[Region segmentation data]
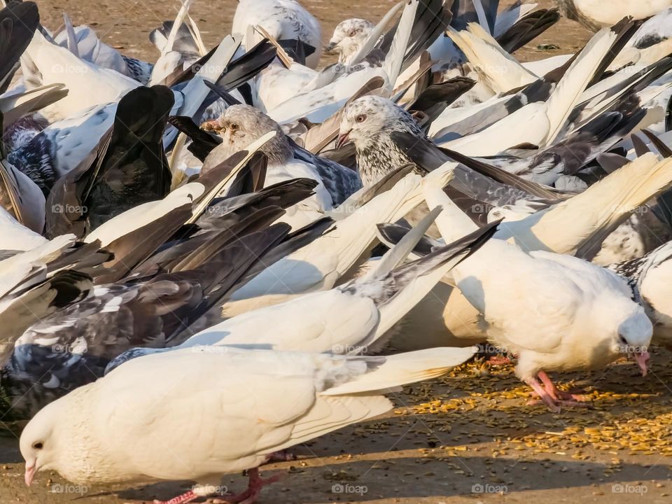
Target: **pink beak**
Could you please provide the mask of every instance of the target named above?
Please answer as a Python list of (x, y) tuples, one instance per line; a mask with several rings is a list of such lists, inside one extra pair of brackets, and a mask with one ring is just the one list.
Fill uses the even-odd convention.
[(35, 463), (28, 465), (26, 463), (26, 474), (24, 476), (24, 479), (26, 482), (26, 486), (30, 486), (30, 484), (33, 482), (33, 478), (35, 477)]
[[(352, 131), (352, 130), (351, 130), (350, 131)], [(337, 150), (341, 147), (344, 146), (346, 143), (348, 141), (348, 140), (349, 139), (350, 139), (349, 131), (347, 132), (346, 133), (344, 133), (343, 134), (340, 135), (338, 137), (338, 140), (336, 141), (336, 150)]]
[(642, 376), (646, 376), (646, 373), (649, 370), (648, 363), (649, 358), (650, 358), (649, 353), (645, 351), (636, 352), (634, 356), (635, 362), (637, 363), (637, 365), (642, 370)]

■ **Aim of the exercise**:
Omit the pictures. Transcribe every record exactly.

■ **Task result**:
Target: **pink beak**
Could you please provide the mask of every instance of the target named above?
Please answer as a Python list of (x, y) tuples, one instance per line; a mask with several rings is a list of such lists, inside one extra pair of brackets, and a mask with one ring is just the one list.
Fill uses the even-odd convention.
[(35, 463), (28, 465), (26, 463), (26, 474), (24, 476), (24, 479), (26, 482), (26, 486), (30, 486), (30, 484), (33, 482), (33, 478), (35, 477)]
[[(352, 131), (352, 130), (351, 130), (350, 131)], [(337, 150), (341, 147), (344, 146), (346, 143), (348, 141), (348, 140), (349, 139), (350, 139), (349, 131), (347, 132), (346, 133), (344, 133), (343, 134), (340, 135), (338, 137), (338, 140), (336, 141), (336, 150)]]
[(642, 376), (646, 376), (646, 373), (649, 370), (648, 363), (649, 358), (650, 358), (649, 353), (645, 351), (636, 352), (634, 356), (635, 362), (637, 363), (637, 365), (642, 370)]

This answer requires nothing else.